_LISTED ENTRIES:_
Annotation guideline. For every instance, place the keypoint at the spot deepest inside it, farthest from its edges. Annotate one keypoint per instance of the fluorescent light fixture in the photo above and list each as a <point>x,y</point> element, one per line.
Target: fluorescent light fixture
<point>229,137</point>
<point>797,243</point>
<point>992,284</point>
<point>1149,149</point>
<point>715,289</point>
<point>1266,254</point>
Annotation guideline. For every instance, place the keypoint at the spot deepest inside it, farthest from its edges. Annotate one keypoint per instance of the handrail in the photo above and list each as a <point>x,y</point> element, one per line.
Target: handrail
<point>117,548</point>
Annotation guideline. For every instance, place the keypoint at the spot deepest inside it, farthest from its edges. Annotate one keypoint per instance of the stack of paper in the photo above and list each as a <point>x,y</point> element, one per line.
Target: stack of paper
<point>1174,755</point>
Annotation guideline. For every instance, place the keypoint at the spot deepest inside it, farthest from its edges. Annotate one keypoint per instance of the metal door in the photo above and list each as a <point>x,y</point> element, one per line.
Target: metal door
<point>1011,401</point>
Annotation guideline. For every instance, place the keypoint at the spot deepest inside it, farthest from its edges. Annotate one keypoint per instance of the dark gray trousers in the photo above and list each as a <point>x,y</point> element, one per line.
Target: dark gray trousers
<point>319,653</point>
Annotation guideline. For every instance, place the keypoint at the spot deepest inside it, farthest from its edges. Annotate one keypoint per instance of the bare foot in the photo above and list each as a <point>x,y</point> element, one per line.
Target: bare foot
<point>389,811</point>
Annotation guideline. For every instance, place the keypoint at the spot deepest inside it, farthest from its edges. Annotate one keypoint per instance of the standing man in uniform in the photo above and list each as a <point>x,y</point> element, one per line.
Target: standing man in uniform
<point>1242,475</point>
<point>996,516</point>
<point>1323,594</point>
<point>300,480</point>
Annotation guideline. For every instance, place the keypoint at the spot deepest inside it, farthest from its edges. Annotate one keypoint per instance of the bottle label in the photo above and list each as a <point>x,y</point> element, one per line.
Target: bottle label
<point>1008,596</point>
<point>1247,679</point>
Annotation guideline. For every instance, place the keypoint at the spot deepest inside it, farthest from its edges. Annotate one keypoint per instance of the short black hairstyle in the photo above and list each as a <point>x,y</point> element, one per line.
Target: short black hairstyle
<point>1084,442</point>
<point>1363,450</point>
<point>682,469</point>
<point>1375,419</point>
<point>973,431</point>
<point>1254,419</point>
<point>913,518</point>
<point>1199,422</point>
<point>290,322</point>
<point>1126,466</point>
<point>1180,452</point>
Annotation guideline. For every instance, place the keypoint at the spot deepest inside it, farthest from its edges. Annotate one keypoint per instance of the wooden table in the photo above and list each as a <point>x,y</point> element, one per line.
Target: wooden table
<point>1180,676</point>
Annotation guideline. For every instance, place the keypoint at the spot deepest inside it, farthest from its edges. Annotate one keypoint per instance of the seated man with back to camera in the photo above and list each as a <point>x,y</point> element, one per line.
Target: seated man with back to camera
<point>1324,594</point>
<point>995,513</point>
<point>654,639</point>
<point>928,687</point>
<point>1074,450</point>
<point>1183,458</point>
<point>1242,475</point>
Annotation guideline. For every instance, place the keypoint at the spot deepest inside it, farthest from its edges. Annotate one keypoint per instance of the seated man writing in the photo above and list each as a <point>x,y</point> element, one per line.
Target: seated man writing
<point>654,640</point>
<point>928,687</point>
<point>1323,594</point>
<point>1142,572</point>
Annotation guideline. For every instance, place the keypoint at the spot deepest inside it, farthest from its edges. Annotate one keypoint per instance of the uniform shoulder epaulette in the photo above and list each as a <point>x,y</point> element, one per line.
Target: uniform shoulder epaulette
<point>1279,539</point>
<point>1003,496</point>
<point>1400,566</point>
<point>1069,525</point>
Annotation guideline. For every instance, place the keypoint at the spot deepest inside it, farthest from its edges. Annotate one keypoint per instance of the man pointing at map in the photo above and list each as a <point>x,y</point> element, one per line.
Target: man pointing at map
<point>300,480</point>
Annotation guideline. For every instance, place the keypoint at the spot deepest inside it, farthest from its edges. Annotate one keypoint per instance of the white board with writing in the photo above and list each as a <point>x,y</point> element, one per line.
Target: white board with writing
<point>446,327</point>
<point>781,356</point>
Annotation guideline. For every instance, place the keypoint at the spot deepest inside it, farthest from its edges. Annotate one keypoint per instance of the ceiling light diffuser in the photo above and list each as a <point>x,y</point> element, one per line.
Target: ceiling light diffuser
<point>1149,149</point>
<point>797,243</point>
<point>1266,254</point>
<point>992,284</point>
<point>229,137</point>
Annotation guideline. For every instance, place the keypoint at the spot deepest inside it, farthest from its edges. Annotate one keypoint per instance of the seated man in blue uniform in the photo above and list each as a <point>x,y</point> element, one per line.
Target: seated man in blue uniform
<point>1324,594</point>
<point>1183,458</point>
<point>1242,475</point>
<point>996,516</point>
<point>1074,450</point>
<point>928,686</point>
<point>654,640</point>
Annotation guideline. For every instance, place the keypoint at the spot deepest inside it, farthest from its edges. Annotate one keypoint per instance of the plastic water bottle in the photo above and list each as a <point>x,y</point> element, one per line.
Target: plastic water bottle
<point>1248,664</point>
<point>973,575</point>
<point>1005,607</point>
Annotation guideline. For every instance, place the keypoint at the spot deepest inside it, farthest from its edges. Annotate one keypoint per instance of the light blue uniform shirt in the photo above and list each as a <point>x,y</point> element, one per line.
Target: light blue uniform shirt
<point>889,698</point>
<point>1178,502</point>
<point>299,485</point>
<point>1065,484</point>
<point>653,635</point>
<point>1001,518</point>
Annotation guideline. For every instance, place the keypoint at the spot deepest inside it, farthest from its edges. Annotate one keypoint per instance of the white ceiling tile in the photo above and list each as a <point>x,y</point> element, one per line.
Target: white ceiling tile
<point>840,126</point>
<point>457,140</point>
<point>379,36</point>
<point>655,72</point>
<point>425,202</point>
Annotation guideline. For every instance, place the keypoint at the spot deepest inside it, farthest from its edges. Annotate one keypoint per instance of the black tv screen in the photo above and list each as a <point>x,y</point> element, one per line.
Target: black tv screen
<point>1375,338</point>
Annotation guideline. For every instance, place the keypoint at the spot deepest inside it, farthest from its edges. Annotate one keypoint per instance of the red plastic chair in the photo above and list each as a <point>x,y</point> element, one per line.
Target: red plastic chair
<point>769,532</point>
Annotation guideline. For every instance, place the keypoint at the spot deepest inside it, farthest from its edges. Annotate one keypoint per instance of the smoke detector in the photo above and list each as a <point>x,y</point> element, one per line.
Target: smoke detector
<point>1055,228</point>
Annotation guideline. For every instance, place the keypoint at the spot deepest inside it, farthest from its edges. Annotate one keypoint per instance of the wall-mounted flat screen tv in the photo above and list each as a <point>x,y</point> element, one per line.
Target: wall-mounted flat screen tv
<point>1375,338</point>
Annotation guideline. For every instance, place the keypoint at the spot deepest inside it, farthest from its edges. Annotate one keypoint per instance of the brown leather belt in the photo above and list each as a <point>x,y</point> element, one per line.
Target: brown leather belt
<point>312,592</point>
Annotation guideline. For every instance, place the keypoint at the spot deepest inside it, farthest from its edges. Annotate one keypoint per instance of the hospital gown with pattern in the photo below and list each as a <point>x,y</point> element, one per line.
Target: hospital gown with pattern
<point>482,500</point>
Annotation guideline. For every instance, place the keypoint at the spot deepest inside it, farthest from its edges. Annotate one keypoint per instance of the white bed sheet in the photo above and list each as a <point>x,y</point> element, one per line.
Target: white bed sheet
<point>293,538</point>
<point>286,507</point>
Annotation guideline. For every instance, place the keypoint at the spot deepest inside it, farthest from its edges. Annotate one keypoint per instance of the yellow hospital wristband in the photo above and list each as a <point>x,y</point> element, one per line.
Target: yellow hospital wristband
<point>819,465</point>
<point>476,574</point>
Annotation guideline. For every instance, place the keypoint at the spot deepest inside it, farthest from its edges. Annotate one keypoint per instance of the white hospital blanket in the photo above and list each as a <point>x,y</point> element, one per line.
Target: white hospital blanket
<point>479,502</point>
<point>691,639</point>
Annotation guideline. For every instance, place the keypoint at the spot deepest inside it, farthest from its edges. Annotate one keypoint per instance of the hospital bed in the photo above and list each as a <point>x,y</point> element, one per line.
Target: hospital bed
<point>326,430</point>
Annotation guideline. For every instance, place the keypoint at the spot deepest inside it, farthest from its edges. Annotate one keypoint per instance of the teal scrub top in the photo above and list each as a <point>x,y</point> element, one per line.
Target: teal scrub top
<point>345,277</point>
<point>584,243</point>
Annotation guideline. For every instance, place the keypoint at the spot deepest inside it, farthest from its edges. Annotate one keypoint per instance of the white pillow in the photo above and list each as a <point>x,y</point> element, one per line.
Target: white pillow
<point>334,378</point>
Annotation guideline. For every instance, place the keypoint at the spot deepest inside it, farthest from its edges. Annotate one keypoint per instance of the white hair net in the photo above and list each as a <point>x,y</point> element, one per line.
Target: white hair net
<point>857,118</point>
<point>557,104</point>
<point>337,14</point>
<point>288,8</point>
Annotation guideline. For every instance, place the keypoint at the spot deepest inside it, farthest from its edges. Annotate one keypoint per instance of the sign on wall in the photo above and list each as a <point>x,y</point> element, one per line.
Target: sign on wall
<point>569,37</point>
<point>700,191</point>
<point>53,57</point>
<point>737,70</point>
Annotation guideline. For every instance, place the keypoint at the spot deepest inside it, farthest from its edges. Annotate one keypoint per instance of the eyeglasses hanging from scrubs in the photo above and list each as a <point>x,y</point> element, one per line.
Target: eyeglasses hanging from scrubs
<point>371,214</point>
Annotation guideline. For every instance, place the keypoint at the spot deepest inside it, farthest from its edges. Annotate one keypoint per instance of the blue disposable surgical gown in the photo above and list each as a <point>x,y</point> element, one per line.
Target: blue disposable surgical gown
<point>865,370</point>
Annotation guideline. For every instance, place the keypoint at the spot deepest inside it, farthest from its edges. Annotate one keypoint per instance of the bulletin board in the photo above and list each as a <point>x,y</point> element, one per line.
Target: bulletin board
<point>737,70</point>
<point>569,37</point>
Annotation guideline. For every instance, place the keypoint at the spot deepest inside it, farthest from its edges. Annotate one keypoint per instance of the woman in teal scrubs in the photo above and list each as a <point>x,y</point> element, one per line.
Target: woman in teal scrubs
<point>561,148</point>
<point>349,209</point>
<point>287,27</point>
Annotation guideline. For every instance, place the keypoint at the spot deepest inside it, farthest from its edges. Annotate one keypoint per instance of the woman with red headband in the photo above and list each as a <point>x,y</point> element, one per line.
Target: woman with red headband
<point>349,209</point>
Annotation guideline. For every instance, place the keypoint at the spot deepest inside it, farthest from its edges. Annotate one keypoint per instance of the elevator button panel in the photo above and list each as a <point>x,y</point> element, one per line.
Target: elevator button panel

_WHAT IS ASKED:_
Reproduce verbatim every line of the records above, from the line containing "of the handrail" down to the line containing "<point>1011,401</point>", with both of those lines included.

_TASK OUTPUT:_
Annotation guideline. For every instance, place the keypoint at the spot deepest inside it, farthest from its edges. Annotate one keypoint per instance of the handrail in the photo above and list each as a <point>x,y</point> element, one per line.
Target: handrail
<point>117,548</point>
Annotation guideline. For every instance, place the keypoint at the spot deepest inside it, farthest from its edges. Annotate one keypoint per instance of the stack of paper in the photo above and list each as a <point>x,y</point> element, one per line.
Target: stack of paper
<point>1174,755</point>
Annotation guideline. For every instance, place the keypoint at the spot deepest inside it, farthest from its edges. Annotate one keypoint per instance of the metal door in the photo above and list each as a <point>x,y</point> element, one per line.
Target: metal door
<point>1011,401</point>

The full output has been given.